◆ Written request
Could you write out, word for word, every line in the records below from the one holding "Locate the white cloud" through the last line of the records, including both ends?
======== Supplied data
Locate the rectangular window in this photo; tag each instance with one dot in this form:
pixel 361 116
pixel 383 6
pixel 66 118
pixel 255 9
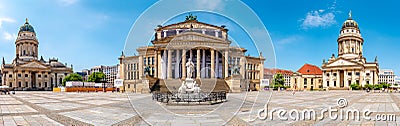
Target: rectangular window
pixel 305 81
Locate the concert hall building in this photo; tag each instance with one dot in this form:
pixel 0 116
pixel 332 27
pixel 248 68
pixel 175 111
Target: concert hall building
pixel 217 64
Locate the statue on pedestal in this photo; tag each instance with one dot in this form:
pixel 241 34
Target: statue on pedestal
pixel 189 68
pixel 189 85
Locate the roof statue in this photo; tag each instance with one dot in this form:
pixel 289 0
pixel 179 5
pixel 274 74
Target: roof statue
pixel 191 17
pixel 350 14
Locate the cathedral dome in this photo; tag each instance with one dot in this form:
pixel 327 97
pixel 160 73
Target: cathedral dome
pixel 350 23
pixel 26 27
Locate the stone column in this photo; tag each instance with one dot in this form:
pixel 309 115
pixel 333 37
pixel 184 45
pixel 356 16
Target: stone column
pixel 140 66
pixel 177 55
pixel 212 63
pixel 198 64
pixel 183 63
pixel 159 64
pixel 164 65
pixel 216 64
pixel 191 54
pixel 203 64
pixel 155 64
pixel 226 63
pixel 169 62
pixel 261 67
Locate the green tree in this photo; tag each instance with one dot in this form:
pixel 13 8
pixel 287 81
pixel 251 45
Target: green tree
pixel 368 86
pixel 72 77
pixel 96 77
pixel 278 81
pixel 355 86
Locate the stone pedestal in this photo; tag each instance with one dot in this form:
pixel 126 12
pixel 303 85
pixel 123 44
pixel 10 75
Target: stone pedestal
pixel 143 87
pixel 234 83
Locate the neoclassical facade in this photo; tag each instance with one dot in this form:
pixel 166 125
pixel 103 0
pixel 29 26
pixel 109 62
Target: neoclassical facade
pixel 308 77
pixel 27 72
pixel 350 66
pixel 206 45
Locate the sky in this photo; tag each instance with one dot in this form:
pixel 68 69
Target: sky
pixel 89 33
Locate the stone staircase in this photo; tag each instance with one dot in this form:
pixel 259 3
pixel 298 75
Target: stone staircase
pixel 206 85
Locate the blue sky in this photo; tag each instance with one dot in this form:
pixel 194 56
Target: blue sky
pixel 87 33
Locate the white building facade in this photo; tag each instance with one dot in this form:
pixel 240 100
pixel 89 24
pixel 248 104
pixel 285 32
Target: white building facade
pixel 386 76
pixel 350 66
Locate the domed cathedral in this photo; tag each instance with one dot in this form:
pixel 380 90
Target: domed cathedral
pixel 350 66
pixel 27 72
pixel 162 66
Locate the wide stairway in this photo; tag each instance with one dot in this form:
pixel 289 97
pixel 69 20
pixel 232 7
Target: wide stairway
pixel 206 85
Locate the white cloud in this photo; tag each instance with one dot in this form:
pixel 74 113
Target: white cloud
pixel 210 5
pixel 9 36
pixel 318 19
pixel 2 20
pixel 68 2
pixel 290 39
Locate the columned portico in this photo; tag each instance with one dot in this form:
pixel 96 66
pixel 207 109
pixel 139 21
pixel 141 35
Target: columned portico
pixel 208 49
pixel 183 62
pixel 169 62
pixel 198 64
pixel 212 64
pixel 226 67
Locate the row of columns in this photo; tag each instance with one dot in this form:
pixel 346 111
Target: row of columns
pixel 26 49
pixel 27 81
pixel 166 68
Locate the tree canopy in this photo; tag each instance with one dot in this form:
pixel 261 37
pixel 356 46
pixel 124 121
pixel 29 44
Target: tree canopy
pixel 278 81
pixel 72 77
================
◆ Answer for this exercise
Locate the white cloud in this photo; tag each instance with one dot in this form:
pixel 74 113
Target: white cloud
pixel 210 5
pixel 9 36
pixel 318 19
pixel 2 20
pixel 68 2
pixel 290 39
Locate the columned portico in this photo; tag each instance with one dot in this form:
pixel 96 66
pixel 207 109
pixel 139 21
pixel 141 35
Target: columned portico
pixel 208 49
pixel 183 62
pixel 169 62
pixel 198 64
pixel 212 64
pixel 226 67
Locate the row of columns in this photo; tag each instance with one dot in this form:
pixel 346 111
Target: row of columns
pixel 26 49
pixel 27 81
pixel 166 68
Locate the tree canopy in this photo; tag each instance with one dot in this form:
pixel 261 37
pixel 356 46
pixel 124 121
pixel 29 44
Target: tree canopy
pixel 278 81
pixel 72 77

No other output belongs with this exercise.